> **TEXTE ÉTUDIÉ**:
------------------------------------------------------------

L’anonymat donné par le masque était bien acceptée et on se masquait couramment pour vaquer à ses occupations en toute discrétion. Puis l’habitude s’est prise entre le VIe et le Xe siècle de se masquer et de se grimer pour une célébration débridée avant les privations du Carême. La fonction des masques était alors de pouvoir s’autoriser toutes les folies et de gommer, un court moment, les différences sociales. Le Carnaval était donc une parenthèse offrant une soupape sociale.

------------------------------------------------------------

> **INFORMATIONS PRÉSENTÉES**:

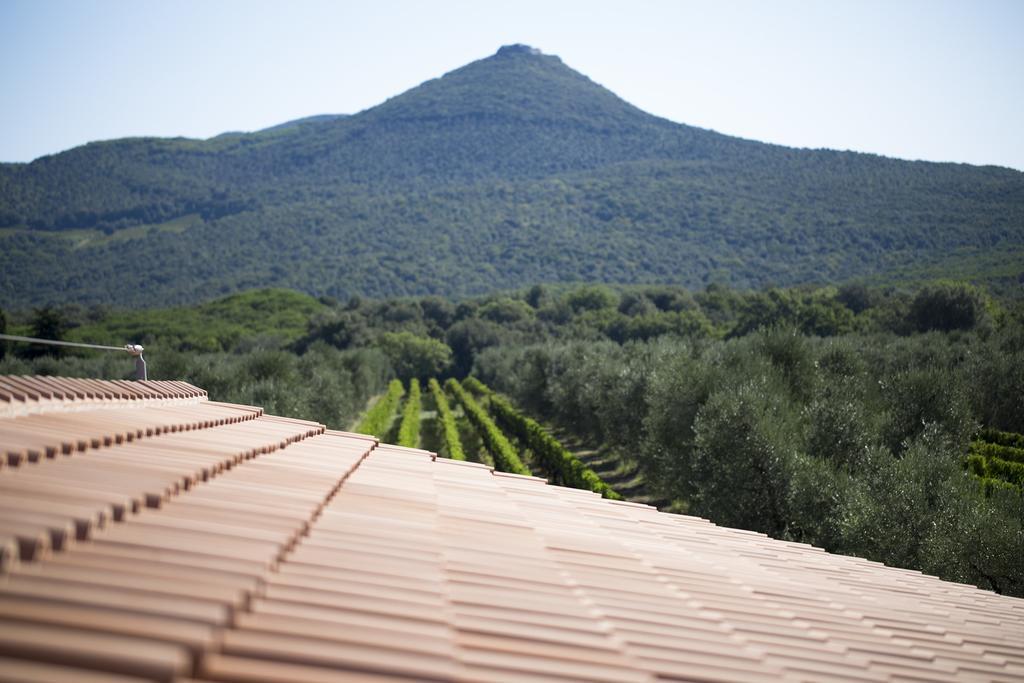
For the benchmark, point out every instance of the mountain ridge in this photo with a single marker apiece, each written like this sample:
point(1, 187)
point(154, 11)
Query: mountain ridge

------------------------------------------------------------

> **MISE EN APPLICATION**:
1. Répondez à ces questions sur le texte étudié :
(a) Entre quels siècles l'habitude de se masquer et de se grimer avant le Carême s'est-elle prise ?
(b) Quelles différences les masques permettaient-ils de gommer un court moment ?
(c) Comment le texte qualifie-t-il le Carnaval dans sa dernière phrase ?
2. Poursuivez le texte sur les masques et le Carnaval en enchaînant directement après sa dernière phrase.

> **RÉPONSES PROPOSÉES**:
1.
(a) Entre le VIe et le Xe siècle.
(b) Les différences sociales.
(c) Comme une parenthèse offrant une soupape sociale.

2.
La fabrication des costumes de carnaval vénitiens, entrent dans la catégorie des savoirs faire d’excellence. Car ces déguisements issus de la Commedia Dell’Arte comportent une tenue et un masque précis, très codifiés. La Bauta se compose d’un tricorne, une cape et un masque carré blanc qui permet de boire et de manger. L’Arlequin était à l’origine un serviteur pauvre au costume rapiécé dont le rival en amour est Pierrot qui porte la Moretta. Colombine incarne l’éternelle amoureuse et porte un Loup. Le polichinelle, vêtu de blanc est venu plus tardivement de Naples et représente un valet d’origine paysanne rusé et grossier avec un masque en bec de corbin. Le Capitan au long nez porte fièrement l’épée et représente un soldat ou un médecin et lui aussi dispose d’un masque au long nez crochu.
Le masque prophylactique existe depuis longtemps.
En effet, ces derniers masques des carnavals de Venise s’inspirent du costume et du masque des médecins de la peste. On attribue ce costume à Charles de Lormes, le médecin de Louis XIII et son frère Gaston de France. Il se compose d’un manteau recouvert de cire parfumée, d’une culotte reliée à des bottes, la chemise est rentrée dans la culotte. Un chapeau, des lunettes, des gants en cuir de chèvre et une baguette pour toucher les malades complète l’accoutrement.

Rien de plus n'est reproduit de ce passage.